**WHAT TO WORK ON:** Convert the data, from its first line through the line containing "box: [154, 286, 546, 505]", into a numbered list, leaving out blank lines.

Saved data entries:
========================================================================
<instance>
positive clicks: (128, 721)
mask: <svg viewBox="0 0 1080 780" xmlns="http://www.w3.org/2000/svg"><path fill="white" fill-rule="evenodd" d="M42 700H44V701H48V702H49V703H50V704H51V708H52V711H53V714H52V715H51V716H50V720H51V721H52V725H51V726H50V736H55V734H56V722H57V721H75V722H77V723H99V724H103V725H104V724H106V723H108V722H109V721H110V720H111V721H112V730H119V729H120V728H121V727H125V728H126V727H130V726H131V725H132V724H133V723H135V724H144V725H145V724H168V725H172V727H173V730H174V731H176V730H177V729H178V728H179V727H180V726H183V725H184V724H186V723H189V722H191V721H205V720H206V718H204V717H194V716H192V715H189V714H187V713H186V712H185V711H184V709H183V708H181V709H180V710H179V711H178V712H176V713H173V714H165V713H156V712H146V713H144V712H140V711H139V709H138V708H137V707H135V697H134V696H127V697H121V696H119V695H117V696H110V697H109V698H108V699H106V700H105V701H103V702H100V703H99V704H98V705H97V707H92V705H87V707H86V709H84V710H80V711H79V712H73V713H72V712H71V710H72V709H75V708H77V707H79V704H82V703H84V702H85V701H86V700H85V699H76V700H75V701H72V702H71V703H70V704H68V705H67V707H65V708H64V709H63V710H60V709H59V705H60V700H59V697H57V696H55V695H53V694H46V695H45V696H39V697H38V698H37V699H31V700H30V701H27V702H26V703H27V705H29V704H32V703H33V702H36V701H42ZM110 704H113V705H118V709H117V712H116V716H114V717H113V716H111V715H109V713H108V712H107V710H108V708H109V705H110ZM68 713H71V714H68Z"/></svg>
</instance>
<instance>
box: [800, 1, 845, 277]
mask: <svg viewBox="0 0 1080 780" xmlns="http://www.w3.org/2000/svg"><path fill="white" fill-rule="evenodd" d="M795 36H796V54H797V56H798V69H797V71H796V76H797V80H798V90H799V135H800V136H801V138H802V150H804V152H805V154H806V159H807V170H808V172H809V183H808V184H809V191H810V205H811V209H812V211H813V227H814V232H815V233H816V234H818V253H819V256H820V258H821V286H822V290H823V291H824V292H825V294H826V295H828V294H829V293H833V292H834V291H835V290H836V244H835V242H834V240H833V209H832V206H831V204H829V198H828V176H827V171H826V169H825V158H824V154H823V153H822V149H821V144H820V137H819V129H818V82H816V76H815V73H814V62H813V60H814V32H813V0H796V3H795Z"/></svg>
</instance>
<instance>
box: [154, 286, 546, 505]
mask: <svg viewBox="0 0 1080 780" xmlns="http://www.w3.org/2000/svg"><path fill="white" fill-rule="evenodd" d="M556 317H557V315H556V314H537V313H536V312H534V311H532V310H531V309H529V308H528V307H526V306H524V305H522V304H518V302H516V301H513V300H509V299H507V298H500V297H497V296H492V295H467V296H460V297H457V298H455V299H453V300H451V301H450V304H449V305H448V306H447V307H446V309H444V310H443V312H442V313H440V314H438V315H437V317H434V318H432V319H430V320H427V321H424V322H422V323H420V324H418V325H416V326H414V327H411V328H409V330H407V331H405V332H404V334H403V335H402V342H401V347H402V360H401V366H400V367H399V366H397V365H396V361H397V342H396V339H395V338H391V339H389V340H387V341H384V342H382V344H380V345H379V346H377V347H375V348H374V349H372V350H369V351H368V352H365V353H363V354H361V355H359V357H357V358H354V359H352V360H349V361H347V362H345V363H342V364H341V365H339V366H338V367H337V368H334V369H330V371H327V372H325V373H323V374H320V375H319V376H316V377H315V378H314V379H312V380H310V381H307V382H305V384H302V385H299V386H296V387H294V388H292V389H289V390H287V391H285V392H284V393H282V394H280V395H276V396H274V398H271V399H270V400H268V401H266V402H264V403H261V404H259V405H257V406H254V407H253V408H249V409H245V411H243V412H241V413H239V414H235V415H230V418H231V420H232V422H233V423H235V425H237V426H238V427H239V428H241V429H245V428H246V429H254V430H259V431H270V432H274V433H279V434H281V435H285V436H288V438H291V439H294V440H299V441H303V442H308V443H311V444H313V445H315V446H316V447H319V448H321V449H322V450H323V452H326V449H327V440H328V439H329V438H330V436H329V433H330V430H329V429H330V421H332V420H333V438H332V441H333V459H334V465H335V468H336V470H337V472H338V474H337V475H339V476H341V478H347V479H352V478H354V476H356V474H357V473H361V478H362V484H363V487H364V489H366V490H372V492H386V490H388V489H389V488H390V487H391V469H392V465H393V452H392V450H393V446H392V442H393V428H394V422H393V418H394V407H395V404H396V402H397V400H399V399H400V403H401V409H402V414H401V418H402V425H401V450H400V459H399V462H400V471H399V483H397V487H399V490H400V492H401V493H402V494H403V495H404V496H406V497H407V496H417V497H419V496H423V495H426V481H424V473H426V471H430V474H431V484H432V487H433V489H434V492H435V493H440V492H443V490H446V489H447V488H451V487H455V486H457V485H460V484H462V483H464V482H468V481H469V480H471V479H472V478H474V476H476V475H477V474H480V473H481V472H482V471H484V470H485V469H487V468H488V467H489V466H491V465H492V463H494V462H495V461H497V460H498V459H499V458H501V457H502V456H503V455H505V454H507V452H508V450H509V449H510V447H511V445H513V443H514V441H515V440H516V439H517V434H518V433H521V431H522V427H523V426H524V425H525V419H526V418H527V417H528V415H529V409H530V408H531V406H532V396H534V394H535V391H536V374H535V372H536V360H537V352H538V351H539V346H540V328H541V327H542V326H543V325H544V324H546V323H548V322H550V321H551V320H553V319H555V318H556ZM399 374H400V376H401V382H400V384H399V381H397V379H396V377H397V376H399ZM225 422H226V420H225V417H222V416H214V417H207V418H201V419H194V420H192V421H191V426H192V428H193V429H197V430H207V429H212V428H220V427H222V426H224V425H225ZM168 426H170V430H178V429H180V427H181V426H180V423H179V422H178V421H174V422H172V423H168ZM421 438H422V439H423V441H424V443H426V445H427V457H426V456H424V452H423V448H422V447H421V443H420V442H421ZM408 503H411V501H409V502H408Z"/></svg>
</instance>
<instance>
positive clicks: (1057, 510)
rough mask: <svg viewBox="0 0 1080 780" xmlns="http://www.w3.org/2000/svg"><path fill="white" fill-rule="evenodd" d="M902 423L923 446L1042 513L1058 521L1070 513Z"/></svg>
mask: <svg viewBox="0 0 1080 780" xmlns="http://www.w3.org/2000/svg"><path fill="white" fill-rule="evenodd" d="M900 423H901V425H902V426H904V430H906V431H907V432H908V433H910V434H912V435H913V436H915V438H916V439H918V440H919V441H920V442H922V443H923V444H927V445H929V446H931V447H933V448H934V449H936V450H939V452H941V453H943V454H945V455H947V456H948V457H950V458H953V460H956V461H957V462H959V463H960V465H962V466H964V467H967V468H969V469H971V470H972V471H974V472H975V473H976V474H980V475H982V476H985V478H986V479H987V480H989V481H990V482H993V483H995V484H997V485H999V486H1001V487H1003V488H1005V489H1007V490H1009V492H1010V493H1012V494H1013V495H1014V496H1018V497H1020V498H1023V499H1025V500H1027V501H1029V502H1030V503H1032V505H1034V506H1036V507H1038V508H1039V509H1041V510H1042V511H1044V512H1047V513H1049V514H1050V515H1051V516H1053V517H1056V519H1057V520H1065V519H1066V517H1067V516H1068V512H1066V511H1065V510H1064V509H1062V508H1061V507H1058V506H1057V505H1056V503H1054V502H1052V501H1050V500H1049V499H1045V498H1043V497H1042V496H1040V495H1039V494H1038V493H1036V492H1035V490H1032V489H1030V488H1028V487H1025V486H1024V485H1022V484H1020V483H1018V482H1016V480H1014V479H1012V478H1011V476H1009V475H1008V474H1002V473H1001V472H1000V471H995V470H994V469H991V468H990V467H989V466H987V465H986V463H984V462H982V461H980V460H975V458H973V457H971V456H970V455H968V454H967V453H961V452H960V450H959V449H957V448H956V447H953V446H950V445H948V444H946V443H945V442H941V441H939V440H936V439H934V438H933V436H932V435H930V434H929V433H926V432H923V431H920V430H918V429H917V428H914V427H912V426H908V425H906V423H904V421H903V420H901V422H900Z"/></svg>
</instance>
========================================================================
**ANSWER SECTION:**
1. <instance>
2. positive clicks: (128, 721)
3. mask: <svg viewBox="0 0 1080 780" xmlns="http://www.w3.org/2000/svg"><path fill="white" fill-rule="evenodd" d="M42 700H44V701H48V702H49V703H50V704H51V708H52V711H53V714H52V715H51V716H50V720H51V721H52V725H51V726H50V736H55V734H56V722H57V721H75V722H77V723H99V724H103V725H104V724H106V723H108V722H109V721H110V720H111V721H112V730H119V729H120V728H121V727H125V728H126V727H130V726H131V725H132V724H133V723H135V724H144V725H145V724H168V725H172V727H173V730H174V731H176V730H177V729H178V728H179V727H180V726H183V725H184V724H186V723H189V722H191V721H205V720H206V718H204V717H194V716H192V715H189V714H187V713H186V712H185V711H184V709H183V708H181V709H180V710H179V711H178V712H176V713H173V714H165V713H156V712H146V713H144V712H140V711H139V709H138V708H137V707H135V697H134V696H127V697H121V696H119V695H117V696H110V697H109V698H108V699H106V700H105V701H103V702H100V703H99V704H98V705H97V707H92V705H87V707H86V709H84V710H80V711H79V712H73V713H72V712H71V710H72V709H75V708H77V707H79V704H82V703H84V702H85V701H86V700H85V699H76V700H75V701H72V702H71V703H70V704H68V705H67V707H65V708H64V709H63V710H60V709H59V705H60V700H59V697H57V696H55V695H53V694H46V695H45V696H39V697H38V698H37V699H31V700H30V701H27V702H26V703H27V705H29V704H32V703H33V702H36V701H42ZM110 704H113V705H118V709H117V712H116V716H114V717H113V716H111V715H109V713H108V712H107V710H108V708H109V705H110ZM68 713H71V714H68Z"/></svg>
4. </instance>
5. <instance>
6. box: [800, 1, 845, 277]
7. mask: <svg viewBox="0 0 1080 780" xmlns="http://www.w3.org/2000/svg"><path fill="white" fill-rule="evenodd" d="M795 36H796V54H797V56H798V69H797V71H796V76H797V80H798V90H799V135H800V136H801V138H802V150H804V152H805V154H806V159H807V170H808V172H809V183H808V184H809V191H810V205H811V209H812V211H813V227H814V232H815V233H816V234H818V253H819V256H820V258H821V286H822V290H823V291H824V292H825V294H826V295H828V294H829V293H833V292H834V291H835V290H836V244H835V242H834V240H833V209H832V206H831V204H829V198H828V176H827V171H826V169H825V158H824V154H823V153H822V149H821V144H820V137H819V129H818V82H816V76H815V73H814V62H813V60H814V32H813V0H796V3H795Z"/></svg>
8. </instance>
9. <instance>
10. box: [154, 286, 546, 505]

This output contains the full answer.